*** THE RECORDS Section Begins ***
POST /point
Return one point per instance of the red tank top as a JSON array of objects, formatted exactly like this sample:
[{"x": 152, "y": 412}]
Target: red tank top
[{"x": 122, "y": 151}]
*** THE RECORDS Section Ends ***
**WORK TO COMPLETE**
The full listing above should be repeated without omission.

**EXPECTED OUTPUT**
POST /point
Return one point per instance of the red tank top as a JSON array of objects, formatted exactly like this sample:
[{"x": 152, "y": 412}]
Target: red tank top
[{"x": 122, "y": 151}]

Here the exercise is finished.